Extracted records
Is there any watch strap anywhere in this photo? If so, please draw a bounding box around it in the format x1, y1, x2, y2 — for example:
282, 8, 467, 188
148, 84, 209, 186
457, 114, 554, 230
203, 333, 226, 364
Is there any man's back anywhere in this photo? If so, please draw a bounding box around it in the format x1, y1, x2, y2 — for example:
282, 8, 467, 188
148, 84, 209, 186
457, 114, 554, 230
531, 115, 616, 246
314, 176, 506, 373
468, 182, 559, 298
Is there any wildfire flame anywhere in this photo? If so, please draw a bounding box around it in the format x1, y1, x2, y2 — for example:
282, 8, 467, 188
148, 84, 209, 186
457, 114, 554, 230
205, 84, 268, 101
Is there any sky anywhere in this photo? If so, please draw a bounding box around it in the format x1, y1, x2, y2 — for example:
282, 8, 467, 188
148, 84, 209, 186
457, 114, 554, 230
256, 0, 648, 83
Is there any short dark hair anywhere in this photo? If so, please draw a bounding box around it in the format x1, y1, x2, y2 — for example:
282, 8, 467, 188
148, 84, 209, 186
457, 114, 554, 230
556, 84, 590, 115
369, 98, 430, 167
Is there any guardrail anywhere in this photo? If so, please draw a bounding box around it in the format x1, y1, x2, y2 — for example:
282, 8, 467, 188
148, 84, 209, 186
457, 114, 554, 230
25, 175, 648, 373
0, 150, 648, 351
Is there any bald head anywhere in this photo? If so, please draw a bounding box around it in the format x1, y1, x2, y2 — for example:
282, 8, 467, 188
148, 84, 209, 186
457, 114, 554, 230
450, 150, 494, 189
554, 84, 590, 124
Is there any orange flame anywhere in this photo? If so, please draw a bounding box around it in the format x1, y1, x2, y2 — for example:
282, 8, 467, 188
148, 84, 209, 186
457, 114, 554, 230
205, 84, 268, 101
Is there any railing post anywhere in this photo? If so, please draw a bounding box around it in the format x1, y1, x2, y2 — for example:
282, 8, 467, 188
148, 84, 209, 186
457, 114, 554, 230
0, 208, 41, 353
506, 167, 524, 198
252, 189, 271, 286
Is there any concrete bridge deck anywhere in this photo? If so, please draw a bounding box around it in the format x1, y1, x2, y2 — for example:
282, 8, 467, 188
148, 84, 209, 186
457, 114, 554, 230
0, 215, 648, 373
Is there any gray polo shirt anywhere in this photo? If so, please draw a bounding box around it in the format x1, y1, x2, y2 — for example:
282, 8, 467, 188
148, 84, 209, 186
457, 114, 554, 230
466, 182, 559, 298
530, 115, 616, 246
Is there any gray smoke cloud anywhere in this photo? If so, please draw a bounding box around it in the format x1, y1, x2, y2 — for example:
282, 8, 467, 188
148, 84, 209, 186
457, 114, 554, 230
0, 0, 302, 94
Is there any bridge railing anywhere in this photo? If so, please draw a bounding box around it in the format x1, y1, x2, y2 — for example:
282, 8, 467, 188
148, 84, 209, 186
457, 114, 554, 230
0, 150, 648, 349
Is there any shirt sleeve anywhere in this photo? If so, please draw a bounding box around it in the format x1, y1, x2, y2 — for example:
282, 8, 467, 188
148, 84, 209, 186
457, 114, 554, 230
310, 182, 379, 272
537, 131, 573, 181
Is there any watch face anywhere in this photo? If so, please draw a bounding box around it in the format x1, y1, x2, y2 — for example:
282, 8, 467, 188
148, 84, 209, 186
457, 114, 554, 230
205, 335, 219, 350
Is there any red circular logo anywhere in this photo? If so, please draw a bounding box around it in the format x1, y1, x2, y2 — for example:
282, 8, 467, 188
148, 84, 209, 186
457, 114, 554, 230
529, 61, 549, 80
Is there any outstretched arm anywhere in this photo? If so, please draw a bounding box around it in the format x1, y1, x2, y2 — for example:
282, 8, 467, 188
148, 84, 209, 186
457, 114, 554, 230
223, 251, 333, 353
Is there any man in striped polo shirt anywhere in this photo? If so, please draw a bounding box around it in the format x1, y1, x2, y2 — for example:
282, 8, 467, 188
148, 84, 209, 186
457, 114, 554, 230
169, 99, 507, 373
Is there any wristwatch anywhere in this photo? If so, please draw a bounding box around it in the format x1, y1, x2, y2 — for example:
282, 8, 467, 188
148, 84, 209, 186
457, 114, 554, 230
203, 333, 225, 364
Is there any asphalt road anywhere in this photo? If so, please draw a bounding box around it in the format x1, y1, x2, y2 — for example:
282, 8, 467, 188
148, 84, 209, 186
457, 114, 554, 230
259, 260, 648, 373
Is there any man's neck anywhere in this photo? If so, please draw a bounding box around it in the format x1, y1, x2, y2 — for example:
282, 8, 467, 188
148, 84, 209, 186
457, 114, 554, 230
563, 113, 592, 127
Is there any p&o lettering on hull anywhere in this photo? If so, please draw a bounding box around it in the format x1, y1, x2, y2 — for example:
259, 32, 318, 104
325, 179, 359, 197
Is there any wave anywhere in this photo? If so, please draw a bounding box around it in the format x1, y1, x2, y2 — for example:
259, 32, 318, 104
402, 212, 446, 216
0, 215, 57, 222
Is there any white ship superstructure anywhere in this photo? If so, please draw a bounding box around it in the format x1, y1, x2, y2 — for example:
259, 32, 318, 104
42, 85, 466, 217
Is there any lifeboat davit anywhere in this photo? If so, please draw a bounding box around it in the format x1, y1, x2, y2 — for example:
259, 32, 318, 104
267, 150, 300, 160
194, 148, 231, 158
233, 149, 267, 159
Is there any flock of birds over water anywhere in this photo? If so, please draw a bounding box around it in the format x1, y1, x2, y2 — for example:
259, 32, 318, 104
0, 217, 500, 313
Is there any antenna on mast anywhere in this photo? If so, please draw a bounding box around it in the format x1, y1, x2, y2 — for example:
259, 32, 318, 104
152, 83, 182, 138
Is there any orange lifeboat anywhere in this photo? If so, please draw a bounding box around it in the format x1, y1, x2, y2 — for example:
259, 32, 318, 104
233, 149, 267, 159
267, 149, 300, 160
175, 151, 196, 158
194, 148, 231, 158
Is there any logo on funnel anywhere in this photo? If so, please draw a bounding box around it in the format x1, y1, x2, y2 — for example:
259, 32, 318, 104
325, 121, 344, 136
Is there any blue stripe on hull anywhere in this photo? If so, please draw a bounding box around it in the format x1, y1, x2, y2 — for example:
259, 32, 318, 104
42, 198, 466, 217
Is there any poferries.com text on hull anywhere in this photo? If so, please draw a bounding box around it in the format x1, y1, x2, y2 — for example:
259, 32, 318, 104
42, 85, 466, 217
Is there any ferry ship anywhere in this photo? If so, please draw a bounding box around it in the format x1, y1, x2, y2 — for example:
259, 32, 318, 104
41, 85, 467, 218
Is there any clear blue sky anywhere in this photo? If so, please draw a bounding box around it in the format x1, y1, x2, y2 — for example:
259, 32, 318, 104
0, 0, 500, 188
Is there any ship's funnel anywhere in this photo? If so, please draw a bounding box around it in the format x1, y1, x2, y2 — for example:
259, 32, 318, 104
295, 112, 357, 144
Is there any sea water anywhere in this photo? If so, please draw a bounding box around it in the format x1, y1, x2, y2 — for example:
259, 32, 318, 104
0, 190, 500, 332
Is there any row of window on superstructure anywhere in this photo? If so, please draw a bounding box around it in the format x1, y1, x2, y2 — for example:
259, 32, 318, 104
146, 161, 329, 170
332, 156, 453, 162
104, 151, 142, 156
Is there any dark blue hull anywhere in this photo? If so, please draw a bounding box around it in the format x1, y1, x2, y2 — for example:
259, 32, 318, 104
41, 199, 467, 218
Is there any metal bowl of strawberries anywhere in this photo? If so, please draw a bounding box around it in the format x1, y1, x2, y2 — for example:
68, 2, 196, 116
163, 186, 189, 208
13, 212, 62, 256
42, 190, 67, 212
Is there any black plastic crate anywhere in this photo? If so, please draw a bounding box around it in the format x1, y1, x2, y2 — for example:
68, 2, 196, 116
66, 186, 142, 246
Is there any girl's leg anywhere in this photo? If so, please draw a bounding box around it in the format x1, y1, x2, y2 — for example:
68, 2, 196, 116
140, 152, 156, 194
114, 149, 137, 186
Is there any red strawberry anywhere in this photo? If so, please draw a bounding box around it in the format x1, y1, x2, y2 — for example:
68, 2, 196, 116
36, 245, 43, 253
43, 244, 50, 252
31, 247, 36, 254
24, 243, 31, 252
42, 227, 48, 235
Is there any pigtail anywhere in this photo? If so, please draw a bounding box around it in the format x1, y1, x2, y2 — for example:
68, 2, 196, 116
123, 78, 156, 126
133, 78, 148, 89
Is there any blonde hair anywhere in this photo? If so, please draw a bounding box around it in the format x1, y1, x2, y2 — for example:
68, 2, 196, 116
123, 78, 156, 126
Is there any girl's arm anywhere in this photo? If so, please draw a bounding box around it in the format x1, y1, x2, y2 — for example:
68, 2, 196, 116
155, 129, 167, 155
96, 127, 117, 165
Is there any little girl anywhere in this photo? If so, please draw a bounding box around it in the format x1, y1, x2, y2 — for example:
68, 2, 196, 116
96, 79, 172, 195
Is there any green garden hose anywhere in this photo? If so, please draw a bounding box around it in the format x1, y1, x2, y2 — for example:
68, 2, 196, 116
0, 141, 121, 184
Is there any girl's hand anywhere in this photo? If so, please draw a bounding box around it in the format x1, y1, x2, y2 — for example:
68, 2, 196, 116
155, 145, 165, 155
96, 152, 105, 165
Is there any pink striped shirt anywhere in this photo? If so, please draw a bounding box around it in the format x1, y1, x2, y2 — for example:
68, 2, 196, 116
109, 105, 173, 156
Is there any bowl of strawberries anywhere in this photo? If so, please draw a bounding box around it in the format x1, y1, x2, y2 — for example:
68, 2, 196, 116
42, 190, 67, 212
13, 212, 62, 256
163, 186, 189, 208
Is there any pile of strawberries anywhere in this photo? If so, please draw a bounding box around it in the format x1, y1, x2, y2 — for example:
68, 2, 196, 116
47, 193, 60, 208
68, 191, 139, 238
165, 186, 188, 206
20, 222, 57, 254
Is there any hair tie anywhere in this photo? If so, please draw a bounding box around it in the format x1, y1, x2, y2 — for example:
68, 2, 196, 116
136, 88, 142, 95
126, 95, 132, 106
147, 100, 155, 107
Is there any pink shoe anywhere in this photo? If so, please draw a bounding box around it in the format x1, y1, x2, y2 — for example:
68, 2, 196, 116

#### Required task
Reproduce the stretch of records from the line containing "Is there any short" through the line containing "252, 189, 271, 286", requests included, raising every answer box coordinate by 18. Leave the sample coordinates that follow each request unchanged.

#### Output of the task
Is there any short dark hair anywhere in this photo? If so, please draw a bounding box around it in the format x1, y1, x2, y2 — for example:
282, 8, 467, 188
148, 84, 209, 186
457, 114, 554, 230
574, 102, 608, 133
387, 116, 448, 185
Is there any guardrail anywhere in this photo? If so, please draw a bounding box around it in the format x1, y1, x2, y2 — for example:
282, 8, 467, 188
148, 84, 209, 186
457, 114, 554, 230
43, 193, 666, 391
18, 168, 666, 369
Is there any bald head anywhere in this photo? If so, please draw a bounding box around it in the format x1, y1, x2, y2 — for example:
282, 8, 467, 188
148, 84, 209, 186
457, 114, 554, 230
468, 168, 512, 207
572, 102, 608, 142
Is there any orange flame anywhere in this photo? If so, please draw a bounding box around it in the format x1, y1, x2, y2 — for example:
282, 8, 467, 188
148, 84, 209, 186
457, 114, 554, 230
223, 102, 286, 119
Is there any railing post anywhere in this photo? If so, please draw a bounding box around it in the format x1, y1, x2, y2 — for example:
282, 8, 467, 188
148, 84, 209, 186
457, 114, 554, 230
18, 226, 59, 371
524, 185, 542, 216
270, 207, 289, 304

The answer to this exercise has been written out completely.